■ **Exercise requirements**
Transcribe the records below exactly.

■ **Excerpted data**
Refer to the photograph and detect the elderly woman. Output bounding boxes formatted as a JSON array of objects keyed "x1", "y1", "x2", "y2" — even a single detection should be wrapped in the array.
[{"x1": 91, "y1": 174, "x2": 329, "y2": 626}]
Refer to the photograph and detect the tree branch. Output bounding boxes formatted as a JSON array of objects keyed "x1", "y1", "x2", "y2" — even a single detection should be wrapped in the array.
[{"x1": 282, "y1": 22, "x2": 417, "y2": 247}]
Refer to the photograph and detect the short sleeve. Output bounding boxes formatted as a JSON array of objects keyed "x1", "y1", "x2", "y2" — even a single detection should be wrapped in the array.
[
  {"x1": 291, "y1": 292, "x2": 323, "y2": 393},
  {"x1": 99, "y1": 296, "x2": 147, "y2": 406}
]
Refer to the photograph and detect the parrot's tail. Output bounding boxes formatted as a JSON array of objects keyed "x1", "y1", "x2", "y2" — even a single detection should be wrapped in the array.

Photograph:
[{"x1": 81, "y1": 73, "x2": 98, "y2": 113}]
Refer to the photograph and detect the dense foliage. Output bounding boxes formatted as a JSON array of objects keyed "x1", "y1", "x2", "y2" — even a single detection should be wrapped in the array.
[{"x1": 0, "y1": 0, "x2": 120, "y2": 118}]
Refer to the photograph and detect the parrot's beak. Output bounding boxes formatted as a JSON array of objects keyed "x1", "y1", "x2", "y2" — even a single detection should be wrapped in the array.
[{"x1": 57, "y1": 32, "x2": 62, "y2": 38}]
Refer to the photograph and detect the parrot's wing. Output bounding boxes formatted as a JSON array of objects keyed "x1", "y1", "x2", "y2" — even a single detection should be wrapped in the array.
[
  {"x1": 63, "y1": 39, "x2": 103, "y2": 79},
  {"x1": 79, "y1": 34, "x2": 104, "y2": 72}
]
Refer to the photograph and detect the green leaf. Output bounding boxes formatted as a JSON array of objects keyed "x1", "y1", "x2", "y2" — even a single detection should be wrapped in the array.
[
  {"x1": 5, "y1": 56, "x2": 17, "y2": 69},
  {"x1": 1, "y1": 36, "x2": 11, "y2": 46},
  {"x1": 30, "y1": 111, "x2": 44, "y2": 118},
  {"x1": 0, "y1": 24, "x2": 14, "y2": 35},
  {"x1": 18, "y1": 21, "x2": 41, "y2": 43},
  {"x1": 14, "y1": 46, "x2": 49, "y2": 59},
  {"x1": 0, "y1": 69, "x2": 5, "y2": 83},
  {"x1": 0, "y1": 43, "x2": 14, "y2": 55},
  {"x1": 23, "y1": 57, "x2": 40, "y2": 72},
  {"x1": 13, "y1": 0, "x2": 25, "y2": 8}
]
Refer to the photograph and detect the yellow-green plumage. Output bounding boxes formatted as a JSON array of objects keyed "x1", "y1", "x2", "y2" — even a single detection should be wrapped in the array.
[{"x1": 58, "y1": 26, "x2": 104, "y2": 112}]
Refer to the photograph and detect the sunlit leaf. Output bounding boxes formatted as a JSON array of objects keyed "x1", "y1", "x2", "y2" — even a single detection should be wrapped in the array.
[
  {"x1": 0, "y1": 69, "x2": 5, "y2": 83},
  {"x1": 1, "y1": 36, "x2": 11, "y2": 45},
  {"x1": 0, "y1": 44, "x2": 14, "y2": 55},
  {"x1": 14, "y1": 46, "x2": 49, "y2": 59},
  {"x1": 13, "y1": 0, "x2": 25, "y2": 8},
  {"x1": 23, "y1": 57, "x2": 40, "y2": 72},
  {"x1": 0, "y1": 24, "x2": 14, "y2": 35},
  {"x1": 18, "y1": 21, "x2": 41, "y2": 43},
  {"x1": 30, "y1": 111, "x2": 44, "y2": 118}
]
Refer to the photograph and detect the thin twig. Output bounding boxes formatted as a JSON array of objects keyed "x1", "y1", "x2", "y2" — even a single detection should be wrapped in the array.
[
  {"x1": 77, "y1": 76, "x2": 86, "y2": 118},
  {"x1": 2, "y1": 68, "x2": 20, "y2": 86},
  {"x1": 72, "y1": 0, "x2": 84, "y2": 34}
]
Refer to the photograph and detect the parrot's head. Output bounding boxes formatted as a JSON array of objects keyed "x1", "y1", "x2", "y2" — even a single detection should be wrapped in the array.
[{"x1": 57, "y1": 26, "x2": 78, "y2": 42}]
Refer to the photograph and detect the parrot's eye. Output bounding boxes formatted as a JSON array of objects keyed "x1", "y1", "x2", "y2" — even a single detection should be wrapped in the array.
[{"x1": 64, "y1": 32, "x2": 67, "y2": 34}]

■ **Solution**
Refer to the photograph and detect the elderly woman. Output bounding boxes formatted as a JSON array of objects keyed "x1", "y1", "x2", "y2" — even a single detection should be wrapped in the array.
[{"x1": 91, "y1": 174, "x2": 329, "y2": 626}]
Refer to the photograph and detect the tree branch. Output bounding boxes formatted as a JSON array of objects keyed "x1", "y1", "x2", "y2" — even a single detection should be wrapped in the array.
[{"x1": 282, "y1": 22, "x2": 417, "y2": 247}]
Refer to the photograph and detect the short sleeve. Output bounding boxes formatted as a JSON array of objects keyed "x1", "y1", "x2", "y2" — even a single detection should be wrapped in the array.
[
  {"x1": 291, "y1": 292, "x2": 323, "y2": 393},
  {"x1": 99, "y1": 296, "x2": 147, "y2": 406}
]
Refer to the photograph and detect the parrot's tail. Output bounding boxes formatted as a JSON array of objects keyed "x1", "y1", "x2", "y2" — even a single detection should be wrapped in the array.

Photograph:
[{"x1": 81, "y1": 73, "x2": 98, "y2": 113}]
Refer to the photograph and detect the dense foliage. Output bounding boxes formatted as a JSON array of objects keyed "x1", "y1", "x2", "y2" — even a single detection should be wrapped in the array.
[{"x1": 0, "y1": 0, "x2": 120, "y2": 118}]
Refer to the photograph and detect the parrot's beak. Output bounding boxes formatted as a JSON array of objects keyed "x1", "y1", "x2", "y2" — even a single detection should be wrapped in the array.
[{"x1": 57, "y1": 32, "x2": 62, "y2": 38}]
Refer to the photograph and detect the parrot's wing. Output bounding boxes formatted as a JSON array of objects keyed "x1", "y1", "x2", "y2" — even a single detection should be wrapped in the array.
[
  {"x1": 63, "y1": 39, "x2": 103, "y2": 79},
  {"x1": 79, "y1": 34, "x2": 104, "y2": 72}
]
Refer to the photograph and detect the green leaf. Output bounding boxes formatted as a JSON array of objects keyed "x1", "y1", "x2", "y2" — even a single detection should be wrapped in the array.
[
  {"x1": 5, "y1": 56, "x2": 17, "y2": 69},
  {"x1": 1, "y1": 36, "x2": 11, "y2": 46},
  {"x1": 30, "y1": 111, "x2": 44, "y2": 118},
  {"x1": 0, "y1": 24, "x2": 14, "y2": 35},
  {"x1": 18, "y1": 21, "x2": 41, "y2": 43},
  {"x1": 14, "y1": 46, "x2": 49, "y2": 59},
  {"x1": 0, "y1": 69, "x2": 5, "y2": 83},
  {"x1": 0, "y1": 43, "x2": 14, "y2": 55},
  {"x1": 23, "y1": 57, "x2": 40, "y2": 72},
  {"x1": 13, "y1": 0, "x2": 25, "y2": 8}
]
Refer to the photograph and detect the yellow-green plumage. Output bounding boxes formatted as a JSON array of objects keyed "x1", "y1", "x2", "y2" — even a single detection should be wrapped in the array.
[{"x1": 58, "y1": 26, "x2": 104, "y2": 112}]
Refer to the photograph and detect the sunlit leaf. Output bounding boxes formatted as a JSON array of objects keyed "x1", "y1", "x2", "y2" — even a single detection should be wrapped in the array.
[
  {"x1": 0, "y1": 69, "x2": 5, "y2": 83},
  {"x1": 1, "y1": 36, "x2": 11, "y2": 45},
  {"x1": 0, "y1": 44, "x2": 14, "y2": 55},
  {"x1": 14, "y1": 46, "x2": 49, "y2": 59},
  {"x1": 13, "y1": 0, "x2": 25, "y2": 8},
  {"x1": 23, "y1": 57, "x2": 40, "y2": 72},
  {"x1": 0, "y1": 24, "x2": 14, "y2": 35},
  {"x1": 18, "y1": 21, "x2": 41, "y2": 43},
  {"x1": 30, "y1": 111, "x2": 44, "y2": 118}
]
Refer to the photograph and detect the thin twig. Output bounding boxes formatted as a JSON array of objects keyed "x1", "y1", "x2", "y2" — even a single detection should be wrapped in the array.
[
  {"x1": 77, "y1": 76, "x2": 86, "y2": 118},
  {"x1": 2, "y1": 68, "x2": 20, "y2": 86},
  {"x1": 72, "y1": 0, "x2": 84, "y2": 34}
]
Refer to the photograph and detect the parrot's head. Output bounding boxes formatted as a JSON array of objects keyed "x1", "y1", "x2", "y2" — even a single detection should be wrapped in the array.
[{"x1": 57, "y1": 26, "x2": 78, "y2": 42}]
Refer to the photograph and detect the parrot's eye. Output bounding boxes formatted as a JSON array of objects keyed "x1", "y1", "x2", "y2" — even a single detection should be wrapped in the array.
[{"x1": 64, "y1": 32, "x2": 67, "y2": 34}]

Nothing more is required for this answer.